Extract:
=====
Some people are so immersed in this cant that they have simply lost all touch with reality. Judging by the voting patterns about 97% of the unsophisticated urban populations, and almost any academic without a very hard science/maths/engineering degree indeed, actually believe in this total codswallop.

jclarke341
Reply to  Leo Smith
March 21, 2018 7:20 am

Exactly! We criticize Katharine Hayhoe because she is teaching people how to persuade other’s to act on something, when she readily admits that it may not be true; “…those people can muster evidence to explain why they’re right, too!”. We find it illogical to try to convince someone of something that we know is false, but for the post-modern Marxist it is completely rational to be illogical.
The ultimate goal of the leftists is to get the world under their control. Since they have killed God, power is the only thing that gives their lives meaning. They would love to avoid all conversation, which they view as a pointless annoyance that gets in the way of their rightful rule, but they don’t have the power to do that. Until they do, they must engage in persuasion through emotional tactics.
The facts are irrelevant. The issues are irrelevant. The truth is irrelevant. Everything is just about power, and any method (they can get away with) to get power is legitimate. If they could send us to ‘re-education camps’, they would do it in a heartbeat, but they can’t get away with that (yet)!
When we realize that this is where the left is coming from, their irrationality begins to make perfect sense.

John harmsworth
Reply to  jclarke341
March 21, 2018 7:56 am

I think this comment is pretty comprehensive even though concise and is very on point. Thanks for expressing it so well.

Mark Fife
Reply to  jclarke341
March 21, 2018 8:36 am

Completely agree, point by point, for many people on the left. Unfortunately, many people supposedly on the right fall right in there too. In my opinion, this is why so many on the right hate Trump so very much. A smart politician sees which way the wind is blowing and bends to it. For many politicians on the right that is all they are doing.

jclarke341
Reply to  jclarke341
March 21, 2018 11:50 am

Mark FIfe – Yes…it is all about power for many on the far right as well, but the far right is pretty well marginalized by society at this point, and there doesn’t appear to be any real threat of a white supremacist being elected to any significant office in the West. On the other hand, leftist ideas are becoming more mainstream. The communists murdered 10 times the number of innocents than the German Democratic Socialist, but the hammer and sickle is displayed openly and broadly in some sectors, without much criticism, while the swastika is almost universally despised.
Right now, it is the left that is the greatest threat to freedom and liberty.

Mark Fife
Reply to  jclarke341
March 22, 2018 6:04 am

I agree completely, the left is the current threat to freedom. No question about it. While there are white supremacists out there and there will probably always be some, they are a small minority group. There is no creditable white supremacist or Nazi movement in the US. That so called threat nothing more then a re-enactment of Hitler’s manufactured communist threat which he used to grab power in Germany. The left decries the rise of the KKK and Fascists while engaging in antagonistic rhetoric seemingly designed to encourage it. Yet KKK membership isn’t on the rise. There is no sudden bump in Nazi or Neo Nazi parties.
=====
Dataset excerpts:
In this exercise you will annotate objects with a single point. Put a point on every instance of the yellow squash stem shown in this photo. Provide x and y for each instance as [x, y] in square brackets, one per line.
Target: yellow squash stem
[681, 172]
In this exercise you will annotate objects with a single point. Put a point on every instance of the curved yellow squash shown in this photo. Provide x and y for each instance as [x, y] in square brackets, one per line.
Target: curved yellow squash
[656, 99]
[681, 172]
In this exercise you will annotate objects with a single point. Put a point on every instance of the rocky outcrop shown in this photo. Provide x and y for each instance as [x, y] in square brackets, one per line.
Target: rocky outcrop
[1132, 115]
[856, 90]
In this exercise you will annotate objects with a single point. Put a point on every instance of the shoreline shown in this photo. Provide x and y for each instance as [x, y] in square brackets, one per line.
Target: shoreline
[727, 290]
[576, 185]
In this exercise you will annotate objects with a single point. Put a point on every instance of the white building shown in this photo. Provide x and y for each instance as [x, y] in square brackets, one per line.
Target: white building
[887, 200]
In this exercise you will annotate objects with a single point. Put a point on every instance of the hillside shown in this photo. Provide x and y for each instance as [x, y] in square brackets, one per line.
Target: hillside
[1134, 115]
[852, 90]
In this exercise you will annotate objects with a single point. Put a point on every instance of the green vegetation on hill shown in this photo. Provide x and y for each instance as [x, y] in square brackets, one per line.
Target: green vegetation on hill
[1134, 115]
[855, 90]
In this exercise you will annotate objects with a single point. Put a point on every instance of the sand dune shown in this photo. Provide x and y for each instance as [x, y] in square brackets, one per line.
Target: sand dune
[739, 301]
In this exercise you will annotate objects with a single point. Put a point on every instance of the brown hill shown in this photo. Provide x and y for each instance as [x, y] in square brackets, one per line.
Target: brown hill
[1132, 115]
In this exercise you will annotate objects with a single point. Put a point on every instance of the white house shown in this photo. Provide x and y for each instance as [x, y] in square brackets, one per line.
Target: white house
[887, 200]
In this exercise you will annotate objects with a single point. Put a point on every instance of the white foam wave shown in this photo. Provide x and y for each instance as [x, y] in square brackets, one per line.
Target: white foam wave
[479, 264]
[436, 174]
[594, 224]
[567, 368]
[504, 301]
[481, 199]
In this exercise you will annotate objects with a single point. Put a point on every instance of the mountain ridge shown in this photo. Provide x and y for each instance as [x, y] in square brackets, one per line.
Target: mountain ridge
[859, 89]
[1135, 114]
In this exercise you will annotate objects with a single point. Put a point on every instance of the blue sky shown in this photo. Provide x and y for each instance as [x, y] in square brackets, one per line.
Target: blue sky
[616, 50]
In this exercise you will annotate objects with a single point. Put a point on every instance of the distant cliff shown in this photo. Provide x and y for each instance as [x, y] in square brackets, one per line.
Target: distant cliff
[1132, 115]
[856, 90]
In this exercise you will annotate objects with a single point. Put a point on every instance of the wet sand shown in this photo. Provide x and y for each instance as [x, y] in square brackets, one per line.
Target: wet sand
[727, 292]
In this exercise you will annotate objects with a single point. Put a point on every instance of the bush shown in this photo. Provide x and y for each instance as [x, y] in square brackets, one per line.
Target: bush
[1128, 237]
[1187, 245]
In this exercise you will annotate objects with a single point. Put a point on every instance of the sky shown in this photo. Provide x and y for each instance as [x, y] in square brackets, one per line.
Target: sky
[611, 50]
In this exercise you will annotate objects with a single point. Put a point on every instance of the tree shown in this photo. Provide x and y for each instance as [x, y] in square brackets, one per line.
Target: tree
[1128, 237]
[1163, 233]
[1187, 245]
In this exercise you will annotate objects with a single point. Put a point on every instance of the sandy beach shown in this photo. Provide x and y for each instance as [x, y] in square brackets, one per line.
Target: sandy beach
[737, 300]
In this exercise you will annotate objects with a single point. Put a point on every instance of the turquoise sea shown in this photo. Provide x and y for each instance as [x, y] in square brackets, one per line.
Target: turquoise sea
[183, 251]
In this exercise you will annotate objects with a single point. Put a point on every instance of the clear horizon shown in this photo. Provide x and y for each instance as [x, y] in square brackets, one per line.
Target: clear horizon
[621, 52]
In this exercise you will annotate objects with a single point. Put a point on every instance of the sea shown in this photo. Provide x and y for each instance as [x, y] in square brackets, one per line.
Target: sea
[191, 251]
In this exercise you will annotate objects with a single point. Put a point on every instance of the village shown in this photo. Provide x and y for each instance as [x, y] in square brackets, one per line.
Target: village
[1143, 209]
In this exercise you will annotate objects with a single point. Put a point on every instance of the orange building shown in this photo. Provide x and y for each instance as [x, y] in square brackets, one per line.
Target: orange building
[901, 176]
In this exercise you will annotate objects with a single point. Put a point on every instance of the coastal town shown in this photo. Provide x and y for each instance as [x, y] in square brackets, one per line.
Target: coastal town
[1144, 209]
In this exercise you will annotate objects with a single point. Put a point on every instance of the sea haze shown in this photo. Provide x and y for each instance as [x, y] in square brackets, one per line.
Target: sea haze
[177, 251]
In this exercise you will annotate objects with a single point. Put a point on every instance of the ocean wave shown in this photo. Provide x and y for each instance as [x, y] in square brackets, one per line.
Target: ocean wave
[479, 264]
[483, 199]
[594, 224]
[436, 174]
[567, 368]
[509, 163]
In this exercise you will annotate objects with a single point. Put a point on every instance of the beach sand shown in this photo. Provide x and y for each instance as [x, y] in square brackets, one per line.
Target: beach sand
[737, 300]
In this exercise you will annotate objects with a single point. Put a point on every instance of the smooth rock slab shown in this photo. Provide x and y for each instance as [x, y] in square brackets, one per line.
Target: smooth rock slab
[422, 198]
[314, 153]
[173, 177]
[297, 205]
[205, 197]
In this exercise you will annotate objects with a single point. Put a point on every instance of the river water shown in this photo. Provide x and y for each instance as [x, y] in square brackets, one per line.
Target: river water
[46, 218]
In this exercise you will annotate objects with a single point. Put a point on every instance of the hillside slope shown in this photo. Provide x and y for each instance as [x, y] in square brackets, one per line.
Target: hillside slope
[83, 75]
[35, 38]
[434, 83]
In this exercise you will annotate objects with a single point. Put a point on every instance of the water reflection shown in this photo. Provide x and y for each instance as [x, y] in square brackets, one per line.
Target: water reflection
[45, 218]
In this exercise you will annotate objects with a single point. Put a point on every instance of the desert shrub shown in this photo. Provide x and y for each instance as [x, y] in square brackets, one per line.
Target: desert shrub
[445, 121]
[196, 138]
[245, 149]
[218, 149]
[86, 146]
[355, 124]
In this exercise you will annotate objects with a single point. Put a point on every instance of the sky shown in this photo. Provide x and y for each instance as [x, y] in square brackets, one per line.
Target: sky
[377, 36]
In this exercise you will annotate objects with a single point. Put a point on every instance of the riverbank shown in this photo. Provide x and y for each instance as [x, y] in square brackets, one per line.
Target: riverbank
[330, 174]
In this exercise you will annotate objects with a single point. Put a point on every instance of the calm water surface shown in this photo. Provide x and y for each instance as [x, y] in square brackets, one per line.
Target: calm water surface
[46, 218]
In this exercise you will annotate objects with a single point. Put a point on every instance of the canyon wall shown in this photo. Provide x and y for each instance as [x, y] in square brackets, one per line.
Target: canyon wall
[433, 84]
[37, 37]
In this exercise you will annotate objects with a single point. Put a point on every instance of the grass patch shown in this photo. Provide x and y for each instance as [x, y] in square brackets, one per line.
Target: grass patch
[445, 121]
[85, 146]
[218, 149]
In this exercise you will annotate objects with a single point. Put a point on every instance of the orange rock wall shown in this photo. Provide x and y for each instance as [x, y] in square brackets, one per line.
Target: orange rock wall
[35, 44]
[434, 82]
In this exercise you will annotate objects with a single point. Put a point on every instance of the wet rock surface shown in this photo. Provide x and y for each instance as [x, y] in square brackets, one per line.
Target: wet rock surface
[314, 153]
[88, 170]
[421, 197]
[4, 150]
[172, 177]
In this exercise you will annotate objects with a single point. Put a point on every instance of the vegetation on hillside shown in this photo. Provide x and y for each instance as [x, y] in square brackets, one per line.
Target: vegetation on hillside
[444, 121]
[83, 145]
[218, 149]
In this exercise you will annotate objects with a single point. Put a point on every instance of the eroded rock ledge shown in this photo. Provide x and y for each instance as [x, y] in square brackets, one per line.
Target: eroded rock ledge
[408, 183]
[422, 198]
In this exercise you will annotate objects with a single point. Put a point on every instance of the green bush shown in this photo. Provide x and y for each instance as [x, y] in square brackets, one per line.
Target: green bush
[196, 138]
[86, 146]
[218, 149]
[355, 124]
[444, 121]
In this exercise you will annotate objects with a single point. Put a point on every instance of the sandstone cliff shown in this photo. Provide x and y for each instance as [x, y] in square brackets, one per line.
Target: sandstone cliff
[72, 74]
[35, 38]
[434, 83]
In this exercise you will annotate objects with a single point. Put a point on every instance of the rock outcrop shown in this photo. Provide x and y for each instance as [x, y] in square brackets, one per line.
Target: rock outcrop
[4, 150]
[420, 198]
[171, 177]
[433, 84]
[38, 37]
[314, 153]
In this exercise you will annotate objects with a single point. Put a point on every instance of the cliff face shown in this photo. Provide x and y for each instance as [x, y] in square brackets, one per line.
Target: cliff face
=====
Problems to solve:
[A] Answer these questions about the comment thread.
(i) At what time on March 21, 2018 did jclarke341 post the reply to Leo Smith?
(ii) Who wrote that the comment was "pretty comprehensive even though concise"?
(iii) In the March 22 comment, what does Mark Fife say about KKK membership?
[B] Carry the comment thread forward by continuing Mark Fife's March 22 comment past its final sentence.

Response list:
[A]
(i) 7:20 am
(ii) John harmsworth
(iii) It isn't on the rise.

[B]
By the way, even if the left were correct about there being such a threat you don’t fight those kinds of things by suppression and censorship. Those actions have the opposite affect. Religions and political ideologies tend to flourish under oppression, especially in hard economic times. Beyond the simple fact oppression and censorship of ideas is wrong, they are ultimately foolish actions. It rarely ever works and when it does work that is only by massive force and brutality by the state. Ultimately stopping people from doing anything they really want to do requires exactly that.
This is where the left has been so effective. They have worked very hard to portray things in absolute blacks and whites of morality. They have worked time and again to define what they want as right and moral and those they oppose as not merely wrong but evil. Punching a fascist is a good thing. Climate deniers are working with fossil fuel companies to kill children for money. It is always about appealing to that emotional high of righteous anger and never, ever about facts and logic. And those tactics work.

MarkW
Reply to  jclarke341
March 22, 2018 8:15 am

One of the great lies of the left, has been to convince people that Fascists are creatures of the right.
They are big government socialists through and through.

MarkW
Reply to  jclarke341
March 22, 2018 10:49 am

As always, Troll Rob pops up to prove the point.

s-t
Reply to  jclarke341
March 22, 2018 2:37 pm


1) History is not “written by winners”, it’s written by historians. Academics. Civil servants, overwhelmingly leftist (and some “respected historians” in France are communists).
2) Controlling the instruction/education is what allow the left to indoctrinate with the equation “fascism = right”, which is ironical as control of education is a pillar of fascism. It’s recursively perverse.

Curious George
Reply to  Leo Smith
March 21, 2018 8:34 am

The American society is far from ideal. After all, it is a creation of The People, not a direct creation of God. It is a product of evolution. A change might be – let’s hope – for better, but with a 99.9% probability for much worse.

Russ R.
Reply to  Curious George
March 21, 2018 9:08 am

It has produced a society that produces more than any other in history, on a per-capita basis. The strength of American society is the concept that the government exists at the “consent of the governed”. That the citizens have “natural rights” given to us by our creator, that are not derived by royal decree, or bureaucratic fiat. The further we dilute and infringe on that concept, the closer we get to “government that controls the rights of the people”. And that is the yoke that keeps the public in poverty, and is a “change for the worse”.

Reply to  Curious George
March 21, 2018 11:12 am

In 1973 I took a greyhound bus from east coast to west coast, and back.
The answer to the question ‘Why are Americans such rich arrogant bastards’ was answered easily.
Low population density, but massive population, plus massive resources plus genocide of the indigenous inhabitants.
I laughed my socks off ‘Gods own country’ ‘our democratic principles’ ‘hard work and Jesus’ Er, no. Lots of wealth lying there to be picked up and enough European tech to pick it up.
Slaves were handy too.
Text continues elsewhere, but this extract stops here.